DIRECTION 1:
In the passage on database transaction tables, what bookkeeping term are transaction tables compared to?

The transaction "tables" could actually be rows in a separate NoSQL database or even sequential files, depending on performance requirements. A bonus is that the application (website in this case) coding gets a bit simpler since it writes only to the transaction tables.

The idea follows the same principles as double-entry bookkeeping, and for similar reasons.

Transaction tables are analogous to a bookkeeping "journal". The fully normalized tables are analogous to a bookkeeping "ledger" with each table being somewhat like a bookkeeping "account".

In bookkeeping, each transaction gets two entries in the journal. One for the "debited" ledger account, and the other for the "credited" account.

In an RDBMS, a "journal" (transaction table) gets an entry for each normalized table to be altered by that transaction.

The DB column in the table illustration above indicates on which database the transaction originated, thus allowing the queued rows from the other database to be filtered out and not reapplied when the second database is brought back up.

Source data:
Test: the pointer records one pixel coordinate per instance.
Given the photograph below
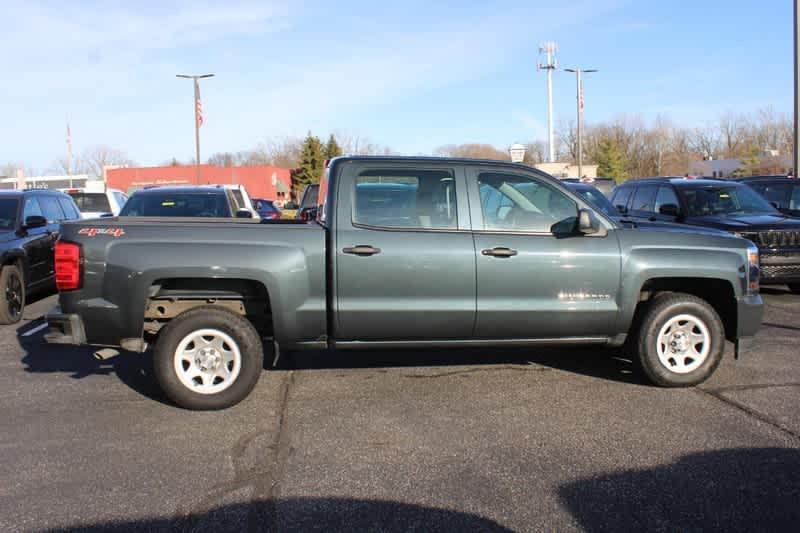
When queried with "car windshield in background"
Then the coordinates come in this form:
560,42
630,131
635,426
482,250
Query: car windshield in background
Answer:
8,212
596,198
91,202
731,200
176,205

* * *

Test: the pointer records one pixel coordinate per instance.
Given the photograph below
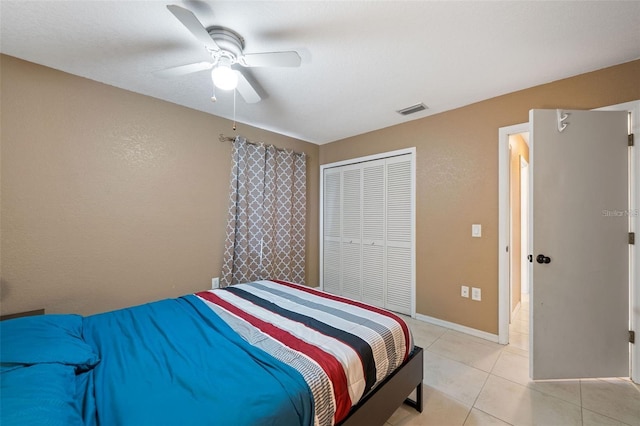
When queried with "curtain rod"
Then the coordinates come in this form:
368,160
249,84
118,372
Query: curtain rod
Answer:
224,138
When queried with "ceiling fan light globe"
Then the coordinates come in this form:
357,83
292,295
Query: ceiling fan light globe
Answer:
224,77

DIRECTION 2:
Filter the records, keeping only the lines that contain the string "light". Treat the match as case-sensitive.

PROBLEM SOLUTION 1:
A bookkeeping "journal".

PROBLEM SOLUTION 2:
When queried with "ceiling fan light globe"
Query: ceiling fan light globe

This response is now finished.